[EXERCISE TASK 1] Convert everything in the rows, from the very first line down to the line containing "216 113 238 124", into a numbered list with blank lines omitted.
>> start EXCERPT PROVIDED
A bank can be classified as “well-capitalized”, “adequately-capitalized”, and different levels of “under-capitalized”. An insured depository institution is “well capitalized” if it “significantly exceeds the required minimum level for each relevant capital measure” set by the FDIC. According to this Bloomberg article, only 3% of banks are not well-capitalized.

Rate cap details
If a bank is not well-capitalized, then it cannot offer interest rates greater than 0.75% higher than the “national rate”, which is just an average of rates paid by all U.S. depository institutions. As of June 1st, these maximum rates would theoretically be:

Not exactly yields I’d whip out my SSN for. I dislike the idea of messing with free markets and competition, but I can see how the FDIC would want to prevent weak banks from offering high yields as a last ditch effort at survival, only to end up needing even more FDIC funds. However, using an average can be misleading as there are plenty of big banks (ABA members *cough*) with piddly yields for no good reason besides they have inertia and can get away with it. Of course some banks will offer yields well above market to attract money. How else do you propose they do it?
>> end EXCERPT PROVIDED
[EXERCISE TASK 2] List the capitalization classifications a bank can receive according to the passage on bank rate caps.
>> start RECORDED INFORMATION
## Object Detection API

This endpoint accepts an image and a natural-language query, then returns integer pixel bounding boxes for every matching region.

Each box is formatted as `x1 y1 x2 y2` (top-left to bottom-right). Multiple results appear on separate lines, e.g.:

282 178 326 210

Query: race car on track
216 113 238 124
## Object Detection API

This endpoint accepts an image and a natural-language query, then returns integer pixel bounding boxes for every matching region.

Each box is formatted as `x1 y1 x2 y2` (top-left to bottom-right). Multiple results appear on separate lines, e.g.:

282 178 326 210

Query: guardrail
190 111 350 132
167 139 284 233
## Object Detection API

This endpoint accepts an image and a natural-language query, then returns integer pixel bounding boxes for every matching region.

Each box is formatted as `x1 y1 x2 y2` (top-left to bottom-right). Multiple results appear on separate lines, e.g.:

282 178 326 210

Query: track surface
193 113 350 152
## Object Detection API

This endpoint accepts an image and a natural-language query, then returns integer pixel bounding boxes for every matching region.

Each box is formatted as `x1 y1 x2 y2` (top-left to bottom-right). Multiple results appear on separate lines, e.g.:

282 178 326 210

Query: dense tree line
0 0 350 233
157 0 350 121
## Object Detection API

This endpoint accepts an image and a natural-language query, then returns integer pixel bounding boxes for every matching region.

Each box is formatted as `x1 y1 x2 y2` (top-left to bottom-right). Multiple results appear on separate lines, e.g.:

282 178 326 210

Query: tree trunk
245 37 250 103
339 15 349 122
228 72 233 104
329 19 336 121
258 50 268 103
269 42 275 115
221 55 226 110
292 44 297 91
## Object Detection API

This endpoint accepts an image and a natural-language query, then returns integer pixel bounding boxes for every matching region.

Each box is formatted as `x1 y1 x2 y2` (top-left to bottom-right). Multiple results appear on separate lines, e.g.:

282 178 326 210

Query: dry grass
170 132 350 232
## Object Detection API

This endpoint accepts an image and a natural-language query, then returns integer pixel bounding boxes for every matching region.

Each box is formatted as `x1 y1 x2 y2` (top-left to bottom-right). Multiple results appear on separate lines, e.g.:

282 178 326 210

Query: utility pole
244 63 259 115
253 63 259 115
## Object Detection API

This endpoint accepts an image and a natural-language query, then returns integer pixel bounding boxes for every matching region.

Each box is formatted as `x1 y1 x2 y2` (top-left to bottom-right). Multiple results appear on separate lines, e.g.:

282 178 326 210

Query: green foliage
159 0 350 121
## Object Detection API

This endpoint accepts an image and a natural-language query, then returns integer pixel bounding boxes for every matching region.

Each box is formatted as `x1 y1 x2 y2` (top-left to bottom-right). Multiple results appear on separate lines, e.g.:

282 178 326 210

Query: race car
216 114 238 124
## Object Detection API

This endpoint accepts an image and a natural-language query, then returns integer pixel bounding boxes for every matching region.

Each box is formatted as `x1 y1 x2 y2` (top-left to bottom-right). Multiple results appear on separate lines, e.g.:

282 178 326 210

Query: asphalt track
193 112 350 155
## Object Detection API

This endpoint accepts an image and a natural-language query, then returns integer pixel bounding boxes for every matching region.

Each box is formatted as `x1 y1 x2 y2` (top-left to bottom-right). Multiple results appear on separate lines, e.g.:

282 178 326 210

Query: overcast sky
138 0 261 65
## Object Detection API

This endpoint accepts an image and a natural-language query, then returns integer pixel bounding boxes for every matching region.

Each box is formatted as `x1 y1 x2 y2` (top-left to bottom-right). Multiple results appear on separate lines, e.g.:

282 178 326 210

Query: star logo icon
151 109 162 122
>> end RECORDED INFORMATION
[RESPONSE 1]
1. ## Object Detection API
2. This endpoint accepts an image and a natural-language query, then returns integer pixel bounding boxes for every matching region.
3. Each box is formatted as `x1 y1 x2 y2` (top-left to bottom-right). Multiple results appear on separate lines, e.g.:
4. 282 178 326 210
5. Query: race car on track
6. 216 113 238 124

[RESPONSE 2]
- Well-capitalized
- Adequately-capitalized
- Under-capitalized (in different levels)